▼

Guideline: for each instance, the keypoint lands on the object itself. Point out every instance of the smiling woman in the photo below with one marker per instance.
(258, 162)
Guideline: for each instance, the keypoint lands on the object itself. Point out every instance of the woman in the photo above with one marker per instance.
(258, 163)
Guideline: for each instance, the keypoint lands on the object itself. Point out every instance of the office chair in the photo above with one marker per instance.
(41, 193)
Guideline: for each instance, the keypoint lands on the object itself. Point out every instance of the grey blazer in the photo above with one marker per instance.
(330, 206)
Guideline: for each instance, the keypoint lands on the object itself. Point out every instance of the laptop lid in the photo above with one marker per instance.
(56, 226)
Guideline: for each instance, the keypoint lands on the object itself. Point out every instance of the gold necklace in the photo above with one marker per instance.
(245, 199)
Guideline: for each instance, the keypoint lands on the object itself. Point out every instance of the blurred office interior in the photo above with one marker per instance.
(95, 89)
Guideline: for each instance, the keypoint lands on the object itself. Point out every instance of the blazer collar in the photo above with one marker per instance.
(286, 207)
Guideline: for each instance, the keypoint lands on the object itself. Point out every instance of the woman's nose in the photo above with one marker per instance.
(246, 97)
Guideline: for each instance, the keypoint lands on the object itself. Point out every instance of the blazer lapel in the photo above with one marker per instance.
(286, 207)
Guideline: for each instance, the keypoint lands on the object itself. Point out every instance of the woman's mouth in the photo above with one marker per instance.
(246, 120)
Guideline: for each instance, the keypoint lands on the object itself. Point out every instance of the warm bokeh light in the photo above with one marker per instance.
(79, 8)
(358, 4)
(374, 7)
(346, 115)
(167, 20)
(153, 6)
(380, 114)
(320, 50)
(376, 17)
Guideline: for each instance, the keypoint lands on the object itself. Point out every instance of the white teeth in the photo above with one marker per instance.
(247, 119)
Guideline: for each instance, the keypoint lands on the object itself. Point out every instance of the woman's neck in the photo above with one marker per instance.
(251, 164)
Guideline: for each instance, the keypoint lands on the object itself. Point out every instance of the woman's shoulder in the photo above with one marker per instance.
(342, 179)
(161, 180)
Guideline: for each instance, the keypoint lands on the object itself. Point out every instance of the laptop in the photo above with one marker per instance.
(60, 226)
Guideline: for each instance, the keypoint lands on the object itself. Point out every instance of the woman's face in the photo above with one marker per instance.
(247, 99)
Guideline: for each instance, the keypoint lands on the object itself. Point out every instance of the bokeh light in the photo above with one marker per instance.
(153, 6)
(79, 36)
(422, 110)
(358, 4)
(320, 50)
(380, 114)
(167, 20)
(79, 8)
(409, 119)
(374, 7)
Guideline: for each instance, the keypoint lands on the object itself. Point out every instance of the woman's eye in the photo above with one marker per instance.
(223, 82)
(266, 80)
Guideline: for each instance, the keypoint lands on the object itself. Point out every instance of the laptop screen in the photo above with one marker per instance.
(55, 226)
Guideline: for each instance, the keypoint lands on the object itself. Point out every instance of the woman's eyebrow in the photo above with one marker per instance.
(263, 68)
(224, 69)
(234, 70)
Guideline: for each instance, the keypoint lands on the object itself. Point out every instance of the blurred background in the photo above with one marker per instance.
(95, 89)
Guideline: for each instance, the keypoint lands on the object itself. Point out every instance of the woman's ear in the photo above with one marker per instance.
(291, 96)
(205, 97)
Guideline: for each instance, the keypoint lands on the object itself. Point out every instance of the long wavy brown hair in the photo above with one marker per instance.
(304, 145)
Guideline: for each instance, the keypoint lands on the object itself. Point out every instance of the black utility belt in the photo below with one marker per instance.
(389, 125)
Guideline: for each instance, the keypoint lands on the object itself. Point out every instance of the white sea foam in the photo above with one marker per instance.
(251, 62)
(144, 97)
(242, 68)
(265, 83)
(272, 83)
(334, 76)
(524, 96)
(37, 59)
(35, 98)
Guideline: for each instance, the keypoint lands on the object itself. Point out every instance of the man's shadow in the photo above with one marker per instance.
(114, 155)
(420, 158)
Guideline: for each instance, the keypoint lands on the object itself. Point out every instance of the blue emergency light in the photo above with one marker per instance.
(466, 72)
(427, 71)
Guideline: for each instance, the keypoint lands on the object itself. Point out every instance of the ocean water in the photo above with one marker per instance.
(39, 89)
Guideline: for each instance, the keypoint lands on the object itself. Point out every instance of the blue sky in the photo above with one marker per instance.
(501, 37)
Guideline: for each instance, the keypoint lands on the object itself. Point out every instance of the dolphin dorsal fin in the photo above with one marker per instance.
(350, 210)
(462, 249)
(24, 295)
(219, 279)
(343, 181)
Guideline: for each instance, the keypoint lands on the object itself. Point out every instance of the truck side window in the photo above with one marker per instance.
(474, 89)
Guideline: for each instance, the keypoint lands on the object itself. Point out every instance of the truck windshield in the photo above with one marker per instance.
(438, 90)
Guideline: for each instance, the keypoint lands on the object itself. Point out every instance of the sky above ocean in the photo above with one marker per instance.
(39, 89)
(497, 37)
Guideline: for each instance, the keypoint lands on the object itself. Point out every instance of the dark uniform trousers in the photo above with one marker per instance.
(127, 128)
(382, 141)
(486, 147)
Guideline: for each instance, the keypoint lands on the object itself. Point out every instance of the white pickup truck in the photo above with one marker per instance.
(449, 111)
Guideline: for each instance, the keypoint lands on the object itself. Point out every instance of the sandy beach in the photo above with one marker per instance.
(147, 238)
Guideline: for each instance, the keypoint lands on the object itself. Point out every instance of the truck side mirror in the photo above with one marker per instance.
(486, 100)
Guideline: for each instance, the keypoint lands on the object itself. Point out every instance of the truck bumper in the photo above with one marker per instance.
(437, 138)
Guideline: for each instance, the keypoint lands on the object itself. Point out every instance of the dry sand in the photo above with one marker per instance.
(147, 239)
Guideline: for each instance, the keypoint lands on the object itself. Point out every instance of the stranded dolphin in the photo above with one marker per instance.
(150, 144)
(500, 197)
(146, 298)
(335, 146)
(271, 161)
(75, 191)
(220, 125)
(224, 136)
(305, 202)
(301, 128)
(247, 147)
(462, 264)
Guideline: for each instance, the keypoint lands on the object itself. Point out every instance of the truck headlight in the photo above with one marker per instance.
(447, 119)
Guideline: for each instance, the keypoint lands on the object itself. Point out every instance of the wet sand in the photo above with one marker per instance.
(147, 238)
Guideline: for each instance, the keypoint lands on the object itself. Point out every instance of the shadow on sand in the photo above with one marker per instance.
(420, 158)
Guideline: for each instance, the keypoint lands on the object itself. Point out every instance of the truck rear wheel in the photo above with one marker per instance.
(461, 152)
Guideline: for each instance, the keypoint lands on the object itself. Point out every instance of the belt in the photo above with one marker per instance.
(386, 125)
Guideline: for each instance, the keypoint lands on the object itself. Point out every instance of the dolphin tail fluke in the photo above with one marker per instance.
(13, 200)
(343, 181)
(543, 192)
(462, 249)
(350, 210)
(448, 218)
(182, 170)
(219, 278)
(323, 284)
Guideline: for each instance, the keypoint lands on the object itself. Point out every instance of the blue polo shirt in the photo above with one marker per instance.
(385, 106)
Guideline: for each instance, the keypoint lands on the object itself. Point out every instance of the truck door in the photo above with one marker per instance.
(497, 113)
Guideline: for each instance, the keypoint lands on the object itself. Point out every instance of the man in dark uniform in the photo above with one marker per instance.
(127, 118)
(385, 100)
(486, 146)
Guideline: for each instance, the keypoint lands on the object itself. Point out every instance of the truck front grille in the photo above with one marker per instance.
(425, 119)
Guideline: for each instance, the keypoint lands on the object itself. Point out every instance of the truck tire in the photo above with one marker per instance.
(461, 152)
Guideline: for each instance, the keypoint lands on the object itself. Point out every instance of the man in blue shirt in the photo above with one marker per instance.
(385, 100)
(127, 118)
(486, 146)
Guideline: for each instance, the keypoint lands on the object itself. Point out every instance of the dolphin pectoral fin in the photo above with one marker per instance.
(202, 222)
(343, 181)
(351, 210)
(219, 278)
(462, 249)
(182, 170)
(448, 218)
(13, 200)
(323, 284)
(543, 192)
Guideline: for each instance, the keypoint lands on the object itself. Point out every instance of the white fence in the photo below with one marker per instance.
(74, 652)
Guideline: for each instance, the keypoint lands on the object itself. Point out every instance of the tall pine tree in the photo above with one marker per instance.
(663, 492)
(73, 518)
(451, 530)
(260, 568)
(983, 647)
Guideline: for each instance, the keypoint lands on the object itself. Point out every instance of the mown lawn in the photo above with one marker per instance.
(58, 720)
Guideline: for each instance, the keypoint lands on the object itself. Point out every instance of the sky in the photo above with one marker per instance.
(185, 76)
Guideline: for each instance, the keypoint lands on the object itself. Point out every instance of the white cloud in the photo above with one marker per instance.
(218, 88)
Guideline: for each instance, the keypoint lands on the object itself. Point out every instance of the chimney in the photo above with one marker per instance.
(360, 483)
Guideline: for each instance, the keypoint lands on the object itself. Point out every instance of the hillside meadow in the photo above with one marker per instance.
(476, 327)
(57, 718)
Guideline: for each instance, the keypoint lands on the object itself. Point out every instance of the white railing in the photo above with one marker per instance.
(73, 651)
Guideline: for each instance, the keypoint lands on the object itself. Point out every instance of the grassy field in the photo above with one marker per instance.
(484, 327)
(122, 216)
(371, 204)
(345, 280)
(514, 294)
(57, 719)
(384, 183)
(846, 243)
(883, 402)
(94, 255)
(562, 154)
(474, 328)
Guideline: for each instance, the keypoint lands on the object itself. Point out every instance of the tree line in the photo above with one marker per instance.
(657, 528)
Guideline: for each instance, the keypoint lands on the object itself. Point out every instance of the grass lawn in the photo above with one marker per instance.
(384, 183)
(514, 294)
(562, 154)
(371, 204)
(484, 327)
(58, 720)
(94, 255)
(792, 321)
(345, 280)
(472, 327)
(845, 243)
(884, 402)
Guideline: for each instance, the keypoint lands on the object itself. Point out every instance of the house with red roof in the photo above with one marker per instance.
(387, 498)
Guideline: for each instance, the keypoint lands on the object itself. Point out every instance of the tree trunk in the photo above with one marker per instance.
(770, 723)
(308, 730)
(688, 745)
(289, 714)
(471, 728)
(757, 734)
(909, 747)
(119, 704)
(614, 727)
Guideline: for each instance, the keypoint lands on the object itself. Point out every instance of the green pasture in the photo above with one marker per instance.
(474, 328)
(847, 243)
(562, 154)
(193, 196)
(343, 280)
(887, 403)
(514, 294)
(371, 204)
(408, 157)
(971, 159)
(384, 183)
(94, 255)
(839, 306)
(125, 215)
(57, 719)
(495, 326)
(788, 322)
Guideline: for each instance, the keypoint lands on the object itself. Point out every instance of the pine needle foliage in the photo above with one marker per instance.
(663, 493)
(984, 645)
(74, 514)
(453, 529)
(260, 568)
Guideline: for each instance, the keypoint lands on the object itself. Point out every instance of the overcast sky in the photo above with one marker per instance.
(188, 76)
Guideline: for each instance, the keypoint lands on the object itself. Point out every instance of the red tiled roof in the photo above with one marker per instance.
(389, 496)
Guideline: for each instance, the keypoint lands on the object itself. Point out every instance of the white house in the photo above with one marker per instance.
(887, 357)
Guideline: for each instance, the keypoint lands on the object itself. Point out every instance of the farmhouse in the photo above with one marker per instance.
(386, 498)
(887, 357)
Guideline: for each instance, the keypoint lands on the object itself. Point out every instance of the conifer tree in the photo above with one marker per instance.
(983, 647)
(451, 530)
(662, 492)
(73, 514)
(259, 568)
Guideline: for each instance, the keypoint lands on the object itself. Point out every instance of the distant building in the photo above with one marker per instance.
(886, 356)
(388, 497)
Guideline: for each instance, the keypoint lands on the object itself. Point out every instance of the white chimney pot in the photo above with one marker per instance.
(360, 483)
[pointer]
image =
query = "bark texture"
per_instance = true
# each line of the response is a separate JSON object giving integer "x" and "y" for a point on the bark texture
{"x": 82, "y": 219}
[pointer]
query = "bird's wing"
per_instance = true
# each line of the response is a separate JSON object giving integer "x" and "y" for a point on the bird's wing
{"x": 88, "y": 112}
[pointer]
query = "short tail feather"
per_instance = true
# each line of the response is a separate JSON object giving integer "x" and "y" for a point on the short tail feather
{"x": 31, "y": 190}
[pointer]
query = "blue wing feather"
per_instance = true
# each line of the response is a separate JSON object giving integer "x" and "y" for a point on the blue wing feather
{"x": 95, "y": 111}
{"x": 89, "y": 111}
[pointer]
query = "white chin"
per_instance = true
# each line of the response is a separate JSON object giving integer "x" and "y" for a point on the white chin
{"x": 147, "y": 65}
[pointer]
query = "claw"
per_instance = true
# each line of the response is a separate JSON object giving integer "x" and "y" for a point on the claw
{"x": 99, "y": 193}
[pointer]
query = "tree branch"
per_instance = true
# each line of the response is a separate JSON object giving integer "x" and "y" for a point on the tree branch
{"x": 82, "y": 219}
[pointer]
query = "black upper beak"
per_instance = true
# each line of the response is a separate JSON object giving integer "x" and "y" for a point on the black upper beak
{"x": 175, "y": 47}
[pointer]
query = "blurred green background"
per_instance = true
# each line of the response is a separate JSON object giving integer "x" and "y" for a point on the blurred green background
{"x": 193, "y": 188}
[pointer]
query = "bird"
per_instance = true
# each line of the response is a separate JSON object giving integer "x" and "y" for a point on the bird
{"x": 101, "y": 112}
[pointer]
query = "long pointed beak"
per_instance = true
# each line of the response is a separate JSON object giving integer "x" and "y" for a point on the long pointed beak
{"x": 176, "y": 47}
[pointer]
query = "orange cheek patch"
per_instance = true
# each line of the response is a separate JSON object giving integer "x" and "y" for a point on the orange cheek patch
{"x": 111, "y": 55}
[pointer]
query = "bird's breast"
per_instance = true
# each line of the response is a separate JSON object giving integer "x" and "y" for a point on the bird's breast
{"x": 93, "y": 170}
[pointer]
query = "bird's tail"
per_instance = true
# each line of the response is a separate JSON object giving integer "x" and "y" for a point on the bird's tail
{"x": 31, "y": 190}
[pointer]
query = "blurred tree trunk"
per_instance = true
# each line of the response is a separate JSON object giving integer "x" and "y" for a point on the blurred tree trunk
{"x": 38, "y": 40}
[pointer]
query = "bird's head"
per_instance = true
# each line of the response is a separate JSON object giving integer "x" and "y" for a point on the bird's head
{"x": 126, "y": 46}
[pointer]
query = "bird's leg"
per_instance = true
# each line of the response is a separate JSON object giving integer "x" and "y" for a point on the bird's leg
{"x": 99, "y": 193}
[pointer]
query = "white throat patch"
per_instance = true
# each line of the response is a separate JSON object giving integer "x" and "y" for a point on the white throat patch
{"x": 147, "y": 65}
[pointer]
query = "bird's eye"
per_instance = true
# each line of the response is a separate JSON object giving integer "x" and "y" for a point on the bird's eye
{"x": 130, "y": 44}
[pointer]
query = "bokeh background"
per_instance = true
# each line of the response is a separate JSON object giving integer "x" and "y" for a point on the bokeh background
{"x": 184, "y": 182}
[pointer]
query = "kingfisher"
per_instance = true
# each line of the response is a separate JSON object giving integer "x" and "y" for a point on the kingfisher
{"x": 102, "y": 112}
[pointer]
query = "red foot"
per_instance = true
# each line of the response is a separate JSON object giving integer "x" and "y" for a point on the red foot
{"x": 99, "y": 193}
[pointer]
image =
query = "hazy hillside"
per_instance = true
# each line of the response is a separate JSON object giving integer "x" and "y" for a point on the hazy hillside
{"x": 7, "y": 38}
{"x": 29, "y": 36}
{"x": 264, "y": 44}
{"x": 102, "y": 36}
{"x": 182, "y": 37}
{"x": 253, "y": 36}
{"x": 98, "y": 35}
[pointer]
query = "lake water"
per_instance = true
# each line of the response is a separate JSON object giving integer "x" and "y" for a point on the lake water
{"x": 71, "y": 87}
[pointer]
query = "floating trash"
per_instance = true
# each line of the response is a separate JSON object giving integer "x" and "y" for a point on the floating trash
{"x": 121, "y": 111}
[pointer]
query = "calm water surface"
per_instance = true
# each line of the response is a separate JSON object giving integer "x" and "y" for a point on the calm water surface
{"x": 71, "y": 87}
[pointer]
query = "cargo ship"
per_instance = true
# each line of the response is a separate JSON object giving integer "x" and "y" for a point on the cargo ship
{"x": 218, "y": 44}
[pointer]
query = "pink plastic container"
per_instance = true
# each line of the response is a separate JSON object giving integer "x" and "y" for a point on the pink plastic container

▲

TRY IT.
Counting only lines above that contain the string "plastic", report how many there are and write nothing further.

ANSWER FOR THE TASK.
2